-- Document source --
########################################
Temps Libre répond au besoin réel d’avoir un lieu où on peut accueillir les parents avec leurs enfants. Quand on pense temps de répit parental, on imagine que les parents veulent souffler sans leurs enfants, alors qu’en réalité, ils souhaitent passer du temps de qualité avec eux.

 

Quels ont été les bénéfices de cette expérimentation auprès des habitants impliqués dans la démarche ?

 

Justine Evrard : Pendant le projet, quatre personnes du groupe-pilote ont bénéficié d’une formation à la gestion de projet. L’approche en était innovante car elle s’est faite en holacratie, c’est-à-dire en gouvernance horizontale avec des décisions par consentement et un partage des tâches en auto-organisation.

Ensuite, lors des entretiens que nous avons menés, la prise de confiance en soi est beaucoup ressortie. L’autre grand effet est la collaboration et ses bénéfices. Beaucoup d’habitants impliqués dans le comité ne se connaissaient pas bien et ont noué de nouveaux liens. Il me vient notamment l’exemple d’une personne très impliquée, qui a finalement obtenu l’emploi qu’elle souhaitait grâce à sa remise en mouvement dans le cadre du projet et aux encouragements du groupe. Ce projet les a tous légitimés dans leur mise en action et leur a démontré qu’ils étaient capables d’être force de proposition.

 

Quels ont été les bénéfices pour 13 Avenir en tant qu’acteur et employeur du quartier ?

 

Justine Evrard : Nous nous sommes rendu compte qu’il y avait une place à prendre dans l’écosystème de la parentalité dans le 13e arrondissement. Lors de nos rencontres avec les services de la petite enfance et la CAF, nous avons senti un vif intérêt à ce qu’un nouvel acteur investisse ces champs-là. Nous étions déjà bien identifiés sur les sujets de l’accès aux droits et de la création d’emplois, mais ce projet a renforcé notre position. Nous sommes clairement perçus comme une association qui génère de nouveaux services utiles sur le territoire et répond à des besoins non couverts. En faisant nos preuves, nous avons développé une relation de confiance. Nous avons également démarré un partenariat avec la Direction des Familles et de la Petite Enfance de la Ville de Paris, que nous ne connaissions pas du tout.

 

Comment a évolué le projet Temps Libre au cours de l’expérimentation ?
########################################
-- Entrées de données --
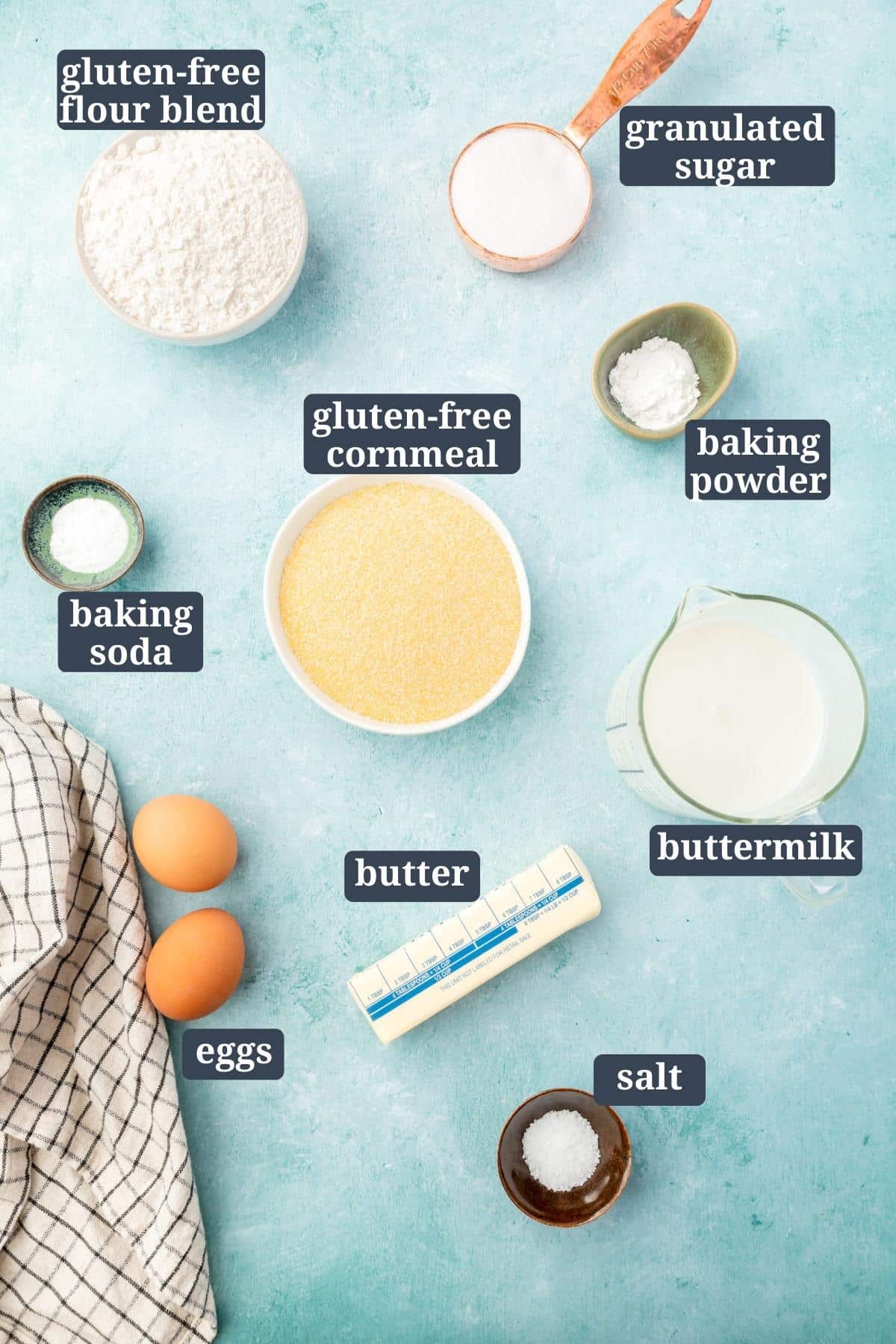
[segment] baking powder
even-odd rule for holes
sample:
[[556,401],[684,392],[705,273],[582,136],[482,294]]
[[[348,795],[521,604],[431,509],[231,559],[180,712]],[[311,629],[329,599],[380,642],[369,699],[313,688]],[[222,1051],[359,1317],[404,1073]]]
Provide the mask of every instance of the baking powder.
########################################
-- Votre travail --
1. D'après l'entretien sur Temps Libre, pourquoi la formation à la gestion de projet suivie par quatre membres du groupe-pilote était-elle innovante ? Répondez en une à trois phrases.
2. Recopiez, s'il vous plaît, le passage de l'entretien sur Temps Libre qui va de « Justine Evrard : Pendant » jusqu'à « tâches en auto-organisation. » inclus.
3. Dressez la liste de tous les services et organismes que, selon l'entretien sur Temps Libre, 13 Avenir a rencontrés ou avec lesquels l'association a démarré un partenariat.

-- Résultats obtenus --
1. Elle était innovante parce qu'elle s'est faite en holacratie, c'est-à-dire en gouvernance horizontale, avec des décisions par consentement et un partage des tâches en auto-organisation.

2.
Justine Evrard : Pendant le projet, quatre personnes du groupe-pilote ont bénéficié d’une formation à la gestion de projet. L’approche en était innovante car elle s’est faite en holacratie, c’est-à-dire en gouvernance horizontale avec des décisions par consentement et un partage des tâches en auto-organisation.

3.
- les services de la petite enfance
- la CAF
- la Direction des Familles et de la Petite Enfance de la Ville de Paris